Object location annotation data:
[start]
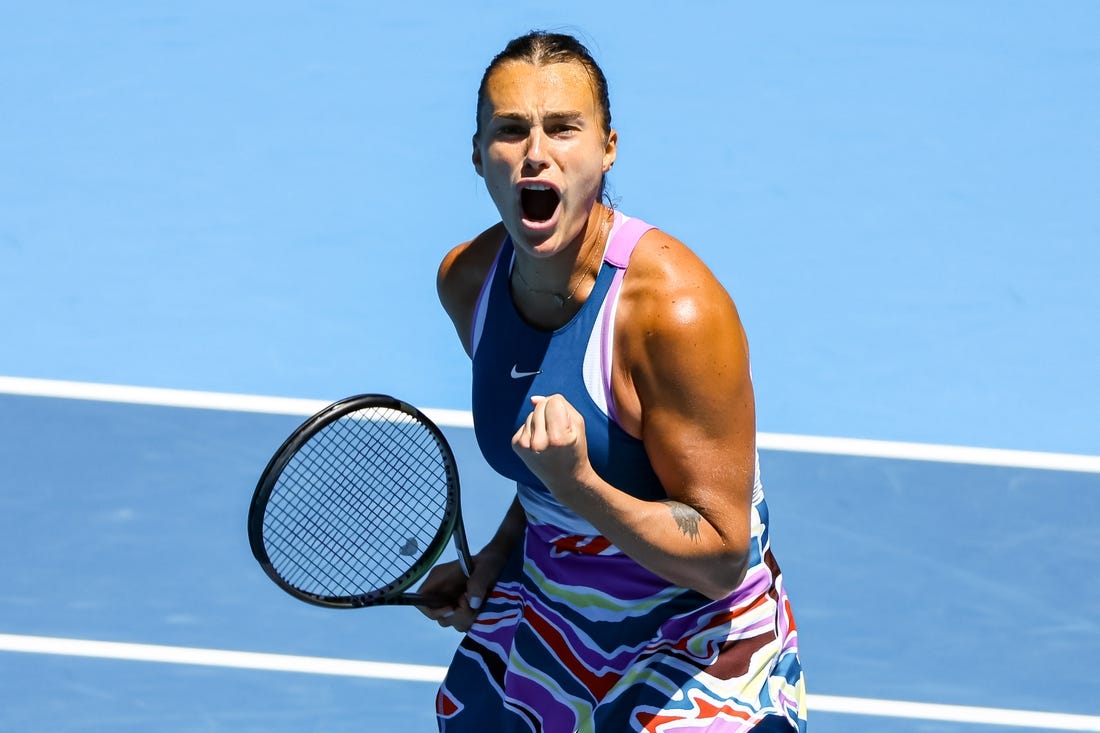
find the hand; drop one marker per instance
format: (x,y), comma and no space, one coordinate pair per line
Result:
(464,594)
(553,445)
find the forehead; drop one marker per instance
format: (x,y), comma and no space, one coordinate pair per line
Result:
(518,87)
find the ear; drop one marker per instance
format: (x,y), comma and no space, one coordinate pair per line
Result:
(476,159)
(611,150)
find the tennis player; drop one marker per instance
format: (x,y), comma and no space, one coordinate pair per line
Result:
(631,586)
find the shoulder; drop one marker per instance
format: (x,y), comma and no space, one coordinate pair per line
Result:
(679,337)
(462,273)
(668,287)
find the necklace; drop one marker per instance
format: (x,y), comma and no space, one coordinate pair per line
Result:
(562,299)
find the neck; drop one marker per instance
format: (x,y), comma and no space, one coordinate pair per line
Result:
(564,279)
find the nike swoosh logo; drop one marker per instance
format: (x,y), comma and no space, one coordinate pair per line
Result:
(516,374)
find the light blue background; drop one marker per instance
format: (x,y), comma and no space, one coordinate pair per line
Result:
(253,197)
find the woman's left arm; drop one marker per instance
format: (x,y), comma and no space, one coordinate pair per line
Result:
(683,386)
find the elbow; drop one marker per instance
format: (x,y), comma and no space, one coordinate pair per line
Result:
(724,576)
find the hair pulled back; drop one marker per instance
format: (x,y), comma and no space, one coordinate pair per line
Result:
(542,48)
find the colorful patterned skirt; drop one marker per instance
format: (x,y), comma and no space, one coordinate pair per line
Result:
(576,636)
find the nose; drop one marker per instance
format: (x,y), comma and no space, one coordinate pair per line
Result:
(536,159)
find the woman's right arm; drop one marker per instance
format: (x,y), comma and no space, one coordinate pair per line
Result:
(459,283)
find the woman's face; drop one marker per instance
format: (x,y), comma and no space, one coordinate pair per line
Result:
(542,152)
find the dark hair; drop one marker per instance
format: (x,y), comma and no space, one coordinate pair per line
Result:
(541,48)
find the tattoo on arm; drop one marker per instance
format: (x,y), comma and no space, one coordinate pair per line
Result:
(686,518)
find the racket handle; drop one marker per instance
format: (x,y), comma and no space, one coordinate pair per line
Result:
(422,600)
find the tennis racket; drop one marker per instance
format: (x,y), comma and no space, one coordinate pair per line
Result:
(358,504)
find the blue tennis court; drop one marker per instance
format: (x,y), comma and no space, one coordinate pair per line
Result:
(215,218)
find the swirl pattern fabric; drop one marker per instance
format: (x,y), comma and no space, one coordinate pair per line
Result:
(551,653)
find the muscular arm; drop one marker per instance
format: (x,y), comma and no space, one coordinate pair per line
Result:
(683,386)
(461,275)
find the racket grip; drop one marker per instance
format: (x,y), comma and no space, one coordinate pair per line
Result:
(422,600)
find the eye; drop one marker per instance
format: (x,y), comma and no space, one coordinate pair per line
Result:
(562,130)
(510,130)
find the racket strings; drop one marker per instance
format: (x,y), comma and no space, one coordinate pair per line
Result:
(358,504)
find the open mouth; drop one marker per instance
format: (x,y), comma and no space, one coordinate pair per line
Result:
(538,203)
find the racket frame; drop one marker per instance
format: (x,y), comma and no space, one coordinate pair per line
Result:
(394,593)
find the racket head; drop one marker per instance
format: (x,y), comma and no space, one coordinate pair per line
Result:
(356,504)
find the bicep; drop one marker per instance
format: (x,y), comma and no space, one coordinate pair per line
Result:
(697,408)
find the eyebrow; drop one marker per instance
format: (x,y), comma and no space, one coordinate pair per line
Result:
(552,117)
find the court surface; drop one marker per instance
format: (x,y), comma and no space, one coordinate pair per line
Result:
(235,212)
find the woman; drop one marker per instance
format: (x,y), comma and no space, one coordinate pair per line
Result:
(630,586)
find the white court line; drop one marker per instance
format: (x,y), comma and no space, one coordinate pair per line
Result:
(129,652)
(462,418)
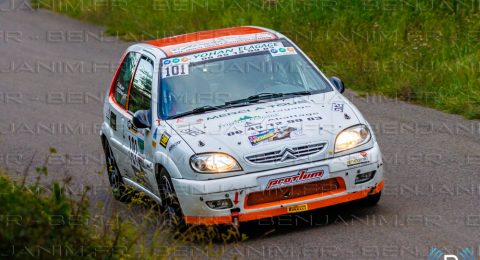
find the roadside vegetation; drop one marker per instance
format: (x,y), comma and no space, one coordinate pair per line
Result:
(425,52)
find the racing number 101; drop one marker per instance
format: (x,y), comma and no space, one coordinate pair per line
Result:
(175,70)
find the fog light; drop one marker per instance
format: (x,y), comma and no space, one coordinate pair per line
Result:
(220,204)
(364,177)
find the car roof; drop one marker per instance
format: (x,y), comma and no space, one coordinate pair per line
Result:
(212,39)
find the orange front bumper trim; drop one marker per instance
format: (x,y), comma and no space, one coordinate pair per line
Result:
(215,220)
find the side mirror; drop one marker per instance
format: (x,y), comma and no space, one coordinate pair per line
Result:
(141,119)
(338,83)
[end]
_Directions for this task_
Write the listing out a second time exactly, dropping all images.

_In response_
find the hand; drop one marker per instance
format: (x,y), comma and no space, one coordinate pair per line
Result:
(464,594)
(553,445)
find the forehead; drop one marker per instance
format: (x,y), comma and no space, one coordinate pair per line
Result:
(518,87)
find the ear; drop one marker per instance
format: (x,y), comma and no space, one coordinate pair per line
Result:
(476,159)
(611,150)
find the tennis player; drop one marker per instance
format: (x,y), comma and no space, one coordinate pair per line
Result:
(631,586)
find the shoulder; drop one marker per instance
format: (x,y), comma and no space, one coordinate pair per line
Result:
(679,337)
(462,273)
(668,287)
find the necklace; drop one marker per instance
format: (x,y), comma and no space, one coordinate pair per line
Result:
(562,299)
find the neck; drop one marker per instance
format: (x,y), comma and no space, one coordinate pair per line
Result:
(564,279)
find the nike swoosh logo; drop one marker per instance
format: (x,y), comma and no space, one coordinate pair per line
Result:
(516,374)
find the light blue background; drop one marker per instance
format: (x,y), comma and no space, one coordinate pair per line
Result:
(253,197)
find the woman's left arm; drop one marker per instance
format: (x,y), comma and no space, one coordinate pair per line
Result:
(683,386)
find the elbow; drop one marker per instance
format: (x,y), comma and no space, one coordinate pair per line
Result:
(724,576)
find the hair pulled back; drop one marker per instance
format: (x,y), comma and no space, one coordinate pair per line
Result:
(542,48)
find the colorful patterned skirt; drop one marker per instance
format: (x,y), comma and no space, one coordinate pair per line
Result:
(576,636)
find the nose; drop one marker per instance
format: (x,y), comma and no space, one coordinate pair per line
Result:
(536,159)
find the woman's right arm; drop one marker per instance
format: (x,y), comma and no space, one coordinate pair per line
Result:
(459,283)
find the woman's face; drop one marker per instance
format: (x,y), comma and no space, one coordinate pair per line
Result:
(542,152)
find the dark hair; drop one marker per instance
format: (x,y), comma and no space, one coordinate pair per line
Result:
(541,48)
find the tattoo on arm; drop one marker per instance
format: (x,y), comma and no space, one coordinate pair per line
Result:
(686,518)
find the racket handle; drop one marker per instance
format: (x,y), comma and no space, one coordinate pair per line
Result:
(422,600)
find the tennis racket; drop one marker per instance
format: (x,y), comma and no space, one coordinate pair per line
Result:
(358,504)
find the blue tennis court; drop one marker per instance
format: (x,y), comma and no space, one coordinate pair per line
Result:
(215,218)
find the swirl pattern fabric; drop one marker per instance
format: (x,y), comma and no space, one coordinate pair per line
Result:
(551,653)
find the muscular arm; drop one marker per instance
format: (x,y), comma and no space, one coordinate pair per line
Result:
(683,386)
(461,275)
find the racket grip; drop one marker per instance
format: (x,y), comma and no space, one coordinate pair per line
Result:
(422,600)
find the eye; drop one marker per instance
format: (x,y), comma and no space, one coordinate pair per line
Result:
(562,130)
(510,130)
find the racket strings; drop one marker per instance
format: (x,y), comma and no space, one coordinate pair per line
Result:
(358,504)
find the open mouth; drop one marker per instance
format: (x,y), comma and no space, one coordinate pair per line
Result:
(538,203)
find the racket frame; drop one marker per instance
format: (x,y), comma and no space, one coordinate pair per line
Result:
(394,593)
find the racket head; drop one marker per instance
format: (x,y), comma and no space, one coordinate pair per line
Result:
(356,504)
find the bicep; drop one marker per instance
format: (x,y), comma and no space, one coordinate pair per line
Result:
(697,408)
find the eyebrow; drop one marker per instance
format: (x,y), comma and no space, one coordinate pair per line
Result:
(552,117)
find the court surface; drop one marker per instance
format: (x,y), comma and no space, one coordinate pair per line
Result:
(235,212)
find the woman; drop one marker per instance
format: (x,y), comma and no space, one coordinate pair per line
Result:
(630,586)
find the white court line; drop one marker per instance
format: (x,y), comma and no space, one coordinate pair per line
Result:
(129,652)
(462,418)
find the roadside vegetation; drop one marker per instance
format: (x,y), comma and no space, one coordinate pair per line
Result:
(425,52)
find the racing number 101; drop one marker per instance
format: (x,y), comma and no space, one coordinate pair per line
Result:
(175,70)
find the fog light; drop one marker per instance
format: (x,y), comma and no space, one coordinate pair per line
Result:
(220,204)
(364,177)
find the car roof; drop one marker per instance
format: (x,y), comma and no space, one coordinate pair per line
Result:
(212,39)
find the orange front bumper trim; drop one marker per instance
format: (x,y), comma and no space, one coordinate pair per line
Result:
(215,220)
find the side mirror; drop one marker per instance
format: (x,y), comma and no space, one coordinate pair per line
Result:
(141,119)
(338,83)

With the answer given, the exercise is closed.